» Reading passage
--
La Conquistadora - YouTube

www.youtube.com/watch?v=zXX-deNx4Rg
Jun 24, 2009 - Uploaded by jedareynolds
 

Sunday, September 29, 2013

Saint Francis Cathedral - Santa Fe





The Cathedral Basilica of Saint Francis of Assisi, located one block east of the Plaza, is the eminent architectural and historical landmark of Santa Fe. The Cathedral was the dream of Archbishop Jean Baptiste Lamy, the first Vicar of the Archdiocese of Santa Fe, who arrived in Santa Fe in 1850 to discover that a small adobe mission church, La Parroquia, with a leaking roof and mud floors, was the mother church for the new archdiocese. Archbishop Lamy did all he could to raise funds for a Cathedral. He sold his horse carriage and furnishings from the Bishop's residence, convinced local merchants to contribute, obtained pledges from the Bishops of Cincinnati and St. Louis, established a tithe system for Catholics in the Archdiocese of Santa Fe and returned to his native Southern France to collect donations. The cornerstone was laid in 1860 and the new cathedral was constructed around La Parroquia, so that Santa Fe residents would continue to have a church for worship. Work on the Cathedral slowly progressed in starts and fits as funding waxed and waned. Bishop Lamy oversaw most of the Cathedral construction but died in 1888 before completion and consecration of the Cathedral in 1895. Clearly the Cathedral bears his signature. It was designed in the Romanesque revival style popular in Lamy's Southern France. As such the cathedral features characteristic round arches separated by Corinthian columns and truncated square towers. The Cathedral was built from yellow limestone blocks quarried near the present site of Lamy, New Mexico. A keystone brick arch was constructed above the main entrance and contains a carved triangle with the Tetragrammaton in Hebrew. It was reported that Bishop Lamy recommended this carving in appreciation of financial contributions made by local Jewish merchants towards the building of the Cathedral. During the restoration in 1986, new bronze doors were created, each with ten large panels that portray intertwining civic and religious events in the history of the Catholic Church in Santa Fe. A 2005 addition to the upper facade of the cathedral is a small, round window featuring a dove, the symbol of the Holy Spirit. The outside portico features statues of Saint Francis, the patron saint of the Archdiocese, Kateri Tekakwitha, the first Native American to be canonized, and of course Bishop Jean Baptiste Lamy, whose remains are buried in the crypt beneath the Cathedral floor.
Entering the Cathedral's nave, one's attention is immediately drawn to the floor to ceiling altar screen in the main sanctuary. This reredos, the work of the renowned iconographer, the Franciscan Brother Robert Bly, titled Saints of Americas, depicts 13 saints of North and South America, as well as Our Lady of Guadalupe. In the middle of the reredos is a nicho with a blue robed statue of Saint Francis of Assisi, which was carved in Mexico City in 1710. Also on display in the sanctuary are two large oil paintings that once graced La Parroquia. The Agony in the Garden and The Arrest of Jesus, proclaim our Lord's sacrifice. These are works of the renowned Mexican artist, Pascual Perez, which also date to 1710 and were brought to Santa Fe from Mexico City by ox-cart. Above the altar is the six foot San Damiano Cross, a replica of the crucifix in the Basilica in Assisi, where Saint Francis prayed and was inspired to restore the Church by serving the sick and the poor. Adorning the side walls of the Cathedral's nave are retablos (two dimensional paintings on wood) of the Stations of the Cross by the contemporary New Mexico artist, Maria Romero Cash. In Penitente style, the Stations are edged with painted red curtains that add drama to Christ's passion. In between the Stations are Bishop Lamy's French imported, stained glass windows illuminating the lives of the Apostles. The American made celestory windows overhead depict the coat of arms of the Archbishops of Santa Fe.
--
» Stored rows
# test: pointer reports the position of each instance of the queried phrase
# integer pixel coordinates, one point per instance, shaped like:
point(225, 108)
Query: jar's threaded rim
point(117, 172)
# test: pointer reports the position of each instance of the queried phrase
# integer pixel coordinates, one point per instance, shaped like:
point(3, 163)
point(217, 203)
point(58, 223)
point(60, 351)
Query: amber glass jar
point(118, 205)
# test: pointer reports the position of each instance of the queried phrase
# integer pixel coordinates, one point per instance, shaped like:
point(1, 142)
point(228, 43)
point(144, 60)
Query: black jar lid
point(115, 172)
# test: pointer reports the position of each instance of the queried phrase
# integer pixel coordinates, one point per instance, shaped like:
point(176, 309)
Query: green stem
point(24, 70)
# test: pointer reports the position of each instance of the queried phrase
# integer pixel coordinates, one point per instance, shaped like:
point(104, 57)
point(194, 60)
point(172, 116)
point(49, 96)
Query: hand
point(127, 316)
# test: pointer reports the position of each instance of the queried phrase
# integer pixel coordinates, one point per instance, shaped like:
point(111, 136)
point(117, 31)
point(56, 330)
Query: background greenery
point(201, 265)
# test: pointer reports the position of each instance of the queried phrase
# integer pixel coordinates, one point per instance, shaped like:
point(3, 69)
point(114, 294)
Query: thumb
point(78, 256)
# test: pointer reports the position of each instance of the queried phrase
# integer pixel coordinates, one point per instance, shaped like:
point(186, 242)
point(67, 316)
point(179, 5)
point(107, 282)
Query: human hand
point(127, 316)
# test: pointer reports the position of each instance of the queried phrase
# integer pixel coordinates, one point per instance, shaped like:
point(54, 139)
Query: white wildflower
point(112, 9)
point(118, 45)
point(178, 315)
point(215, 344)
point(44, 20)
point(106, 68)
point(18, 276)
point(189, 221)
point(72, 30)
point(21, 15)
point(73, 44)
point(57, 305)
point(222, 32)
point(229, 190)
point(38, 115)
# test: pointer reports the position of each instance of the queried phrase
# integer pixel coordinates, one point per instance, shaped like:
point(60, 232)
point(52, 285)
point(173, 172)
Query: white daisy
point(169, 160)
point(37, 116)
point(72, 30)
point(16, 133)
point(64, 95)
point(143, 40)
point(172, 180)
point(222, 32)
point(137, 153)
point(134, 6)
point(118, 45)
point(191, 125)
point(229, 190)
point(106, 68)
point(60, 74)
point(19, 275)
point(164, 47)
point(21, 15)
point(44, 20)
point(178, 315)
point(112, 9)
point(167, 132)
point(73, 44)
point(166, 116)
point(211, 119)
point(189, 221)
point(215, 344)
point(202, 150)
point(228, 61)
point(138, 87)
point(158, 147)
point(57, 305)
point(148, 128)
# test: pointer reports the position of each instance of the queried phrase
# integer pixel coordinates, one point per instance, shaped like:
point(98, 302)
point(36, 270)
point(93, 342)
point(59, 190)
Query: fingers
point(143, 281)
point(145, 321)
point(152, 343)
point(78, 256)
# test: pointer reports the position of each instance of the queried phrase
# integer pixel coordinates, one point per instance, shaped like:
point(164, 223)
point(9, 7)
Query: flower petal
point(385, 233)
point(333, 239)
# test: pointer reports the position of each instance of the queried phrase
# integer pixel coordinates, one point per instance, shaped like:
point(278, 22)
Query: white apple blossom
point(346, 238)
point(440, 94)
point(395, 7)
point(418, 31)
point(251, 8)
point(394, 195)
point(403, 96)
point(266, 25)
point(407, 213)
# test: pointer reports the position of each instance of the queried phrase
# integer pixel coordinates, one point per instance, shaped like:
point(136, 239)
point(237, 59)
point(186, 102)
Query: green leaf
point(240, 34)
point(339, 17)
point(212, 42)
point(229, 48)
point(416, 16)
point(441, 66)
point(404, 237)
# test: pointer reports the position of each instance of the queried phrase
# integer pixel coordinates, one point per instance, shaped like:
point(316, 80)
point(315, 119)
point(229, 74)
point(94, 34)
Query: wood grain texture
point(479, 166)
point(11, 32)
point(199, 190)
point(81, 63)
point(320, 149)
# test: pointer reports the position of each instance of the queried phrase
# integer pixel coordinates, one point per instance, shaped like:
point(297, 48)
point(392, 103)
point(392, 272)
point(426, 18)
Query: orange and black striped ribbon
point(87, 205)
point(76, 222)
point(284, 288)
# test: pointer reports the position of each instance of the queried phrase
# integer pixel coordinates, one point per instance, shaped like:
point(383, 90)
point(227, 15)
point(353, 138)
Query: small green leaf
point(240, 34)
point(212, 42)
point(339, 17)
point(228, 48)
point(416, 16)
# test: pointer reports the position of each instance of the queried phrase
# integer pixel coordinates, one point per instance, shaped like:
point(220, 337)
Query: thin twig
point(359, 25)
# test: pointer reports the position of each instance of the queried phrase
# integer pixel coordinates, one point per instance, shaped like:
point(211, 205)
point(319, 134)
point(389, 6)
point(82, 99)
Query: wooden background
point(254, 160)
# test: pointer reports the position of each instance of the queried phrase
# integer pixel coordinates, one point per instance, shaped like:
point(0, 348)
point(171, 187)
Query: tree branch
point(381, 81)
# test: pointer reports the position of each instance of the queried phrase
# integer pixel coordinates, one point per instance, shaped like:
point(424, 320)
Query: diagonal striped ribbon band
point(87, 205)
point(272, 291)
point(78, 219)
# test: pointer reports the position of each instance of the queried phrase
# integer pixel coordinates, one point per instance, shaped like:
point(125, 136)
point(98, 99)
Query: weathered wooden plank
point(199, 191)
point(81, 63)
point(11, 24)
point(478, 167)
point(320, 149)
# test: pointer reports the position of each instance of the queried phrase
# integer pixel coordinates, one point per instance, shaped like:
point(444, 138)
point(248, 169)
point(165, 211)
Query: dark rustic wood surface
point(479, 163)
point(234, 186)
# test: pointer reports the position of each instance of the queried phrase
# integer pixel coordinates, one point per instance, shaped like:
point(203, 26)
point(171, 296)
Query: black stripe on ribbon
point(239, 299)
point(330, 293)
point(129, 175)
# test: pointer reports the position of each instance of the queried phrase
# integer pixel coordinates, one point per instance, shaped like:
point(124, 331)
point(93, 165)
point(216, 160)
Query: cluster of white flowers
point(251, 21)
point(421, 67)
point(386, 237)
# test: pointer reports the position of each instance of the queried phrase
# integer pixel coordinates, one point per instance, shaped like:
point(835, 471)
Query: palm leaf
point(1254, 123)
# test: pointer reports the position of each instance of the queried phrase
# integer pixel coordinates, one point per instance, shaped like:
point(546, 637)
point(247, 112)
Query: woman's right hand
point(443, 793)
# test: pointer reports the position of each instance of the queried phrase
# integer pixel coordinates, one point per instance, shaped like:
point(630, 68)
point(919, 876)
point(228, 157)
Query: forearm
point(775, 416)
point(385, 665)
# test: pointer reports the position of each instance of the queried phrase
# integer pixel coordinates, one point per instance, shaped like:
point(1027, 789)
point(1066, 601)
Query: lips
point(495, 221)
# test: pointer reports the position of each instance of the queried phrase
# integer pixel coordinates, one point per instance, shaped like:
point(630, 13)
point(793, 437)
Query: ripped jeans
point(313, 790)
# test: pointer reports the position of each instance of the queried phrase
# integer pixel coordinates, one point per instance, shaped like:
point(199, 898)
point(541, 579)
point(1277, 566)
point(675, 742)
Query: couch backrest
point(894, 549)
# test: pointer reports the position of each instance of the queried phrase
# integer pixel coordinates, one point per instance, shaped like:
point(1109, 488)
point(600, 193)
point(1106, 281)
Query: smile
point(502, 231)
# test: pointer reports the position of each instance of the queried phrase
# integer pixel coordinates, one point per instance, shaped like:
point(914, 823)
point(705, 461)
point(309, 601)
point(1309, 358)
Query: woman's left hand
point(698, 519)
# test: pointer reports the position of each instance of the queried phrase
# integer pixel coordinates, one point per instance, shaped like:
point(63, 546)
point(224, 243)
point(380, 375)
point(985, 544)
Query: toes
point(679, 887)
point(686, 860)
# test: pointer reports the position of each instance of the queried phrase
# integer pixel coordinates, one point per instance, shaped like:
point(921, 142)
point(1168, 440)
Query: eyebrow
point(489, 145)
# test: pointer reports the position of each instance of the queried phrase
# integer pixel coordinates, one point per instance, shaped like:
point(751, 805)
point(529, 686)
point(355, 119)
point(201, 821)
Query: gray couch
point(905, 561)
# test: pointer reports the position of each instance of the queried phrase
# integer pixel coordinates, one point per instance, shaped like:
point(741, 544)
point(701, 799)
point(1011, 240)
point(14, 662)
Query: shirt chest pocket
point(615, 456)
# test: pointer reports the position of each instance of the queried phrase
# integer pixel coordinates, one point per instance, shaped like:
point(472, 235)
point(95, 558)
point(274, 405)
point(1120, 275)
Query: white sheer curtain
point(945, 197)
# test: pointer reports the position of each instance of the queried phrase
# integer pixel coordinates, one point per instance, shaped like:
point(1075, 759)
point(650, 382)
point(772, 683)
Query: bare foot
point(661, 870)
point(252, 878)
--
» Set of tasks
a) Reproduce the entries word for word, everything from their first line down to and including the line that contains "point(115, 172)".
b) Continue the description of Saint Francis Cathedral in Santa Fe from the point where it stops.

» Answers to each task
a)
# test: pointer reports the position of each instance of the queried phrase
# integer pixel coordinates, one point per instance, shaped like:
point(225, 108)
Query: jar's threaded rim
point(117, 172)
# test: pointer reports the position of each instance of the queried phrase
# integer pixel coordinates, one point per instance, shaped like:
point(3, 163)
point(217, 203)
point(58, 223)
point(60, 351)
Query: amber glass jar
point(118, 205)
# test: pointer reports the position of each instance of the queried phrase
# integer pixel coordinates, one point per instance, shaped like:
point(1, 142)
point(228, 43)
point(144, 60)
Query: black jar lid
point(115, 172)

b)
Passing through a transept from the main altar to the Our Lady Chapel, one encounters the oldest Marian statue in the Americas, entitled La Conquistadora, Our Lady of Conquering Love. The statue was carved from willow tree bark in Spain in the early sixteen hundreds then was brought by Franciscans to Our Lady of Assumption Chapel in Santa Fe in 1626. During the pueblo revolt in 1680 she was rescued from a fire that consumed the chapel and she was taken to Juarez, Mexico. She was returned to Santa Fe by the conquistador Don Diego de Vargas in 1692 when he convinced the Pueblo tribes to return Santa Fe back to the Spanish settlers. He attributed his success in reclaiming Santa Fe with minimal bloodshed to prayers made to the Blessed Mother and in 1710 he rebuilt Our Lady of Assumption Chapel for La Conquistadora . That chapel was subsequently incorporated into the present day Saint Francis Cathedral where La Conquistadora remains on display. Her costumes are changed by the liturgical season and feast days and she has a diverse wardrobe. She is the object of persistent devotion to our Blessed Mother. She was crowned Our Lady of Peace by Archbishop Sanchez in 1990.

In the novel," Death Comes For The Archbishop", Willa Cather describes the landscape of Santa Fe that must have greeted the new Bishop, Jean Baptiste Lamy in 1850 as he arrived on horseback after a long journey from his previous parish in Cincinnati, " As the wagons went forward and the sun sank lower, a sweep of red carnelian-coloured hills lying at the foot of the mountains came into view; they curved like two arms about a depression in the plain; in that depression was Santa Fe, at last! A thin, wavering adobe town...a green plaza... at one end a church with two earthen towers that rose high above the flatness. The long main street began at the church, the town seemed to flow from it like a stream from a spring. The church towers, and all the low adobe houses, were rose color in that light,-----a little darker  in tone than the amphitheatre of red hills behind; and periodically the plumes of poplars flashed like gracious accent marks, -----inclining and recovering themselves in the wind."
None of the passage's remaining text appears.